[Pointing dataset excerpts]

☆ ☆ ☆

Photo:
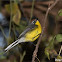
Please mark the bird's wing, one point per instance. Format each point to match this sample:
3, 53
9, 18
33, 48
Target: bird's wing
30, 27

☆ ☆ ☆

Repeat the material above in full and exactly, omitting the pictures.

## EXERCISE OUTPUT:
Photo:
Please mark the bird's wing, one point per instance. Format each point to match this sample:
3, 53
9, 18
33, 48
Target: bird's wing
30, 27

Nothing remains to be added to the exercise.